Give only the number of lines below that contain the string "binocular". Case counts.

> _Records provided_:
----

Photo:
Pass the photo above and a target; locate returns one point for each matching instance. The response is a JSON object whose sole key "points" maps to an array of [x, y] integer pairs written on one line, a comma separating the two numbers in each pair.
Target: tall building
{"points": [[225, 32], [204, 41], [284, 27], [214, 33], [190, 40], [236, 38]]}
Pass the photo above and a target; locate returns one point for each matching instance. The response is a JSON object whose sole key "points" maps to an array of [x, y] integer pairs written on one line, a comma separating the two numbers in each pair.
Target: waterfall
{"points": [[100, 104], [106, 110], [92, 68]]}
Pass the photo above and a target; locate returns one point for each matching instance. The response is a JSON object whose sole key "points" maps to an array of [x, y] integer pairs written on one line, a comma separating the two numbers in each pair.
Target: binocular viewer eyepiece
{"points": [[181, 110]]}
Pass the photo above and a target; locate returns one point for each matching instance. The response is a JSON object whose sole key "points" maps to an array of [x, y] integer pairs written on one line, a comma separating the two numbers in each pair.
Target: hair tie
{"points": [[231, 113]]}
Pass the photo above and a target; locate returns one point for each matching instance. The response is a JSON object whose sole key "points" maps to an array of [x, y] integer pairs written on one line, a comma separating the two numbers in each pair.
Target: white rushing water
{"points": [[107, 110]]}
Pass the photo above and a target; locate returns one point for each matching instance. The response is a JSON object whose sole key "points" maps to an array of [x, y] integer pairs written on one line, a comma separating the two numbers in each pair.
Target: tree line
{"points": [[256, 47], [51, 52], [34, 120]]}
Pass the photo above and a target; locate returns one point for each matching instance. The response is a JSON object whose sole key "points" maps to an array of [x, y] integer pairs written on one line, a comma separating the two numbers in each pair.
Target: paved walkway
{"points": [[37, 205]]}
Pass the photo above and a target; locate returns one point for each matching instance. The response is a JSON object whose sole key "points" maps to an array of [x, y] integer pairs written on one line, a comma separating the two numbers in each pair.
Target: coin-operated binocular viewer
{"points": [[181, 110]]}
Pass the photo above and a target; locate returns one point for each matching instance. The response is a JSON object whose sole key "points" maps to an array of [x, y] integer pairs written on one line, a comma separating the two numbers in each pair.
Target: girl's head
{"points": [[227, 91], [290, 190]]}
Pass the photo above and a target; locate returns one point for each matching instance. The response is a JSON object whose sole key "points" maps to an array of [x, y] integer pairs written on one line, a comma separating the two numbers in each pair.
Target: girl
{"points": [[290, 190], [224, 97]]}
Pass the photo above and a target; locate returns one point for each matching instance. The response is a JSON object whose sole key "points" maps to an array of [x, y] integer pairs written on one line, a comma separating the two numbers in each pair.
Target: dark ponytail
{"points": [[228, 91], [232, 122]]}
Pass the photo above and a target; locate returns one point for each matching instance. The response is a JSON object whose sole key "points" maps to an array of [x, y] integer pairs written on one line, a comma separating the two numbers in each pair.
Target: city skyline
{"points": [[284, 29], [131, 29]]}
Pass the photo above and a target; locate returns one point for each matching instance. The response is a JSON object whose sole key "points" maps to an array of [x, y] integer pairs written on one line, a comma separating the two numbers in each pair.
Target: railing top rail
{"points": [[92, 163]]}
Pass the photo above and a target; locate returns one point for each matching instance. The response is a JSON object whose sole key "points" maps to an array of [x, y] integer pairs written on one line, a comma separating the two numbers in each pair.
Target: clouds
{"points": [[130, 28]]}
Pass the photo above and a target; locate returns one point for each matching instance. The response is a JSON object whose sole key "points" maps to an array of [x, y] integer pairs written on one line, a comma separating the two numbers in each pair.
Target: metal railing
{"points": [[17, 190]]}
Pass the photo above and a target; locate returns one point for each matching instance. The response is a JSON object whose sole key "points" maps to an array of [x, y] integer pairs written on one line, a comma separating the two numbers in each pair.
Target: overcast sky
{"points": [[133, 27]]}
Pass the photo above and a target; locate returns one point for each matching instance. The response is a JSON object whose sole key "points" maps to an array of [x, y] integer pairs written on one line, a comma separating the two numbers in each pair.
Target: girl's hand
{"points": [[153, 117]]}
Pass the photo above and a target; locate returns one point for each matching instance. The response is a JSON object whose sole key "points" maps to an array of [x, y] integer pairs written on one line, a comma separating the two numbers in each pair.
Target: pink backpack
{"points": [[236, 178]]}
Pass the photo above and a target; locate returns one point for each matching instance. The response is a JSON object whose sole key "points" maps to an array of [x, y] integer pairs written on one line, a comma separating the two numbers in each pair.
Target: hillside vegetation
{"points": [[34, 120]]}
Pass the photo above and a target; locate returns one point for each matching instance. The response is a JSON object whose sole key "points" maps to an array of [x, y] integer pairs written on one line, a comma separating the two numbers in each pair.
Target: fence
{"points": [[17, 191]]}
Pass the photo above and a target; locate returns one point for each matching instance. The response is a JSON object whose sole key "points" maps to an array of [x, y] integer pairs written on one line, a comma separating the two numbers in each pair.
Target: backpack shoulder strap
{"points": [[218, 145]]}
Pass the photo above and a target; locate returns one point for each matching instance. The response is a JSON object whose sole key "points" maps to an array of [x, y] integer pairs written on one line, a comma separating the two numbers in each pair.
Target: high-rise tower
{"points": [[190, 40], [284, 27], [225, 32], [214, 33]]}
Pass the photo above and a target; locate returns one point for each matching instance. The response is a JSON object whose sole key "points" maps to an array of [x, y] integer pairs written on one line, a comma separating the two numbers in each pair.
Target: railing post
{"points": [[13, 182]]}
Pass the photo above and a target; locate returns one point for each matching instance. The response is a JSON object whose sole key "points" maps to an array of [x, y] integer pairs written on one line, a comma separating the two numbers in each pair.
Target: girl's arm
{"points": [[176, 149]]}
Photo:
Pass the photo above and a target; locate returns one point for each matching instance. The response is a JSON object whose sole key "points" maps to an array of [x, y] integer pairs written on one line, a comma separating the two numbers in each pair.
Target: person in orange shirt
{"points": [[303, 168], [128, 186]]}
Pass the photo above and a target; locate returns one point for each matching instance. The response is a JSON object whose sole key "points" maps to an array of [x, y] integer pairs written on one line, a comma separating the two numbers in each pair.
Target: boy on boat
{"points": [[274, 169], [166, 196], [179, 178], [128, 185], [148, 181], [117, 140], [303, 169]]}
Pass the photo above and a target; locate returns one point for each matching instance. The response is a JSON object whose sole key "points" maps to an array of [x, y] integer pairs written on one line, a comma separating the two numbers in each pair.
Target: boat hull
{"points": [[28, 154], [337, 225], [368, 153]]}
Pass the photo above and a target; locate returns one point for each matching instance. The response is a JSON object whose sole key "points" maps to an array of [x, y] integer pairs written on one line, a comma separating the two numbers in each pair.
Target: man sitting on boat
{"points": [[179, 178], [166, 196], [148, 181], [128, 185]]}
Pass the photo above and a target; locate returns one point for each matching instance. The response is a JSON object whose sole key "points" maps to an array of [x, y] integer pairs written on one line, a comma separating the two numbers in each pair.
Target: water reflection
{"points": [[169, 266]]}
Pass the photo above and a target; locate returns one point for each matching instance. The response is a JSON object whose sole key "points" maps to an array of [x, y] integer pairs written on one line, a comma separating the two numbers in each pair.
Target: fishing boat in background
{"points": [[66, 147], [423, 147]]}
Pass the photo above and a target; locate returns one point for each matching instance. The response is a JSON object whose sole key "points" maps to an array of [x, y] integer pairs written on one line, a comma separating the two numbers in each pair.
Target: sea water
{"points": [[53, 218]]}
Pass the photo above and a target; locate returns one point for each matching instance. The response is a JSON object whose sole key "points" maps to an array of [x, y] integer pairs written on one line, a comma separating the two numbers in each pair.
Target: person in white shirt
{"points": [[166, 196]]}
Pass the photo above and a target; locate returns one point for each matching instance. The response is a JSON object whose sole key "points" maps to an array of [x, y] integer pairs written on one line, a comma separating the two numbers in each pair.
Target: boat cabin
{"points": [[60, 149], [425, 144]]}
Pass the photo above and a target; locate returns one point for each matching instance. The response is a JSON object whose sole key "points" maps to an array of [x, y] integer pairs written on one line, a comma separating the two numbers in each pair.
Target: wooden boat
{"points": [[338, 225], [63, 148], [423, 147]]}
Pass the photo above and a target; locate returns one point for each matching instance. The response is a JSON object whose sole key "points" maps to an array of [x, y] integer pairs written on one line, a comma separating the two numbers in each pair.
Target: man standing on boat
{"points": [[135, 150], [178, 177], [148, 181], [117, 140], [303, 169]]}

----

> _Exercise response_: 2